==== MATERIAL PROVIDED ====

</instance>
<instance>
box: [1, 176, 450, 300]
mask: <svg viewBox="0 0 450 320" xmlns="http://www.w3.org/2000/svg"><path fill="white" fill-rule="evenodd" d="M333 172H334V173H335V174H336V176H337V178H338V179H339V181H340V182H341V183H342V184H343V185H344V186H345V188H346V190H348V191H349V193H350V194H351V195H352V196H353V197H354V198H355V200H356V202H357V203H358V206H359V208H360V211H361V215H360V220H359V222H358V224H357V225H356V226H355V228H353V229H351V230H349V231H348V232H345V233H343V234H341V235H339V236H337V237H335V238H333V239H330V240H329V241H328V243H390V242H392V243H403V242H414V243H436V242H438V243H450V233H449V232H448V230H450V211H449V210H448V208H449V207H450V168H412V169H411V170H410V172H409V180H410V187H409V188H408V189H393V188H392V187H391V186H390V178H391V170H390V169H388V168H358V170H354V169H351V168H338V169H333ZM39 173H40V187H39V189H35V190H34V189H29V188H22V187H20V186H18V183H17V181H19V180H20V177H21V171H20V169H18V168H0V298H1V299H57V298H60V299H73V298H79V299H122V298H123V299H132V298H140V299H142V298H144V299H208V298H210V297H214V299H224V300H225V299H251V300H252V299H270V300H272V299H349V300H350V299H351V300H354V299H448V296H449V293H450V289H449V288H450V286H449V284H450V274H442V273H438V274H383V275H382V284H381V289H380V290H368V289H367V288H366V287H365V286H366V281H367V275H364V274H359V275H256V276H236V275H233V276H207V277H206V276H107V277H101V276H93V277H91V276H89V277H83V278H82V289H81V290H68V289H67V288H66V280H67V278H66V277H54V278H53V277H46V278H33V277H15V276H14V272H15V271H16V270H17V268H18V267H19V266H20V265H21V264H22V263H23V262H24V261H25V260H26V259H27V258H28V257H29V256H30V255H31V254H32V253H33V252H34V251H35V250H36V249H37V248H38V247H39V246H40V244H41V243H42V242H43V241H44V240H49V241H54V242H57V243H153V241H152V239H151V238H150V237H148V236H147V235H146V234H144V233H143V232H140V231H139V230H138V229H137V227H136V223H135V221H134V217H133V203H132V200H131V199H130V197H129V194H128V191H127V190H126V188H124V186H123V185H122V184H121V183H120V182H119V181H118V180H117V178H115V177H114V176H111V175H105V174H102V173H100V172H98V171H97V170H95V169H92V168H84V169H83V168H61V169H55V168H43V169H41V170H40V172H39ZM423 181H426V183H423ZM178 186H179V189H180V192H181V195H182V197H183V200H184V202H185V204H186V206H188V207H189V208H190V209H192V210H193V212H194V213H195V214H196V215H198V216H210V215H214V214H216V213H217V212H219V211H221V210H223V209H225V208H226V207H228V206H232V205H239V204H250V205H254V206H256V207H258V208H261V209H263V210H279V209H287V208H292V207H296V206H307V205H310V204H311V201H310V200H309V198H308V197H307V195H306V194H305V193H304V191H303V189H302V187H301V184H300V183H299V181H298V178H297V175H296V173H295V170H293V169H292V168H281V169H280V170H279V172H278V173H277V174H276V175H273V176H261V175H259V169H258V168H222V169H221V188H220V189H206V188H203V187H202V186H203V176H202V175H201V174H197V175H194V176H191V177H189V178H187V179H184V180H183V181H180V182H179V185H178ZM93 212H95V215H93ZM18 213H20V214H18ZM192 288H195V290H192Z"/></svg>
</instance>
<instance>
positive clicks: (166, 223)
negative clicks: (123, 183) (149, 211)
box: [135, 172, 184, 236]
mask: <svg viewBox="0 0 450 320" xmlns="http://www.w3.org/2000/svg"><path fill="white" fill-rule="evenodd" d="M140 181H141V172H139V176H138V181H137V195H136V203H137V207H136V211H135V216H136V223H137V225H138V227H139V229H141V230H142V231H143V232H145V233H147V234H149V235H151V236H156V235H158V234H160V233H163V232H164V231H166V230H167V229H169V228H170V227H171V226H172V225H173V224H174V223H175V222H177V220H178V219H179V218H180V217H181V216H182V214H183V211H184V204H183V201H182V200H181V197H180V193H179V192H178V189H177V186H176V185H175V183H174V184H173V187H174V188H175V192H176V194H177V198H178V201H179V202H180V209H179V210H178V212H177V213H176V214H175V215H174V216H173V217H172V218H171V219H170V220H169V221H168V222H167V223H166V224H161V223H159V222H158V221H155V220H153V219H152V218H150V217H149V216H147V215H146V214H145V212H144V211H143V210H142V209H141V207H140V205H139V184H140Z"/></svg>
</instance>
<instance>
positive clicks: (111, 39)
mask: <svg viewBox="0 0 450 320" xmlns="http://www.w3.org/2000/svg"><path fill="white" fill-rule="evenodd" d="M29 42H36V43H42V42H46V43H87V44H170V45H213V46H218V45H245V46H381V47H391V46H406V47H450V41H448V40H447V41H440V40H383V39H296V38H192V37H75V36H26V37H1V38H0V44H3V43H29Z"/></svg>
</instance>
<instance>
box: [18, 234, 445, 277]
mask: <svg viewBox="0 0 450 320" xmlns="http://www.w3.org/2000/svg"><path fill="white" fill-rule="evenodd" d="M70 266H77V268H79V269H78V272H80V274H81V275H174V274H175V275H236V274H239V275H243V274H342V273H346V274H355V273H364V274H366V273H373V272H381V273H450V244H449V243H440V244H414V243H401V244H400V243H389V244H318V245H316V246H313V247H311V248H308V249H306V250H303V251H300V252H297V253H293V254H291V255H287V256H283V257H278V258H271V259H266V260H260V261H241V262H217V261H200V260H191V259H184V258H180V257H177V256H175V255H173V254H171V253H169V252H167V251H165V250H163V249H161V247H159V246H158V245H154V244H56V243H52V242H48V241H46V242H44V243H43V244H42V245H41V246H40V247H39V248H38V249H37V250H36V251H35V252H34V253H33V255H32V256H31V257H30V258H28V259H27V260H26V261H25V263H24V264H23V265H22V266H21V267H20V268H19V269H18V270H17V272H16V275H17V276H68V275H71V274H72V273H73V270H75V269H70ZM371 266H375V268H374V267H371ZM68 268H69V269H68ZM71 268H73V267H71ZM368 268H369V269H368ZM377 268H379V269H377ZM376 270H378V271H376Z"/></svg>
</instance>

====

◆ TO-DO ITEM: Count the lines in the entries above that contain the string "positive", treating uppercase and lowercase as different. Give only the number.

◆ FINAL ANSWER: 2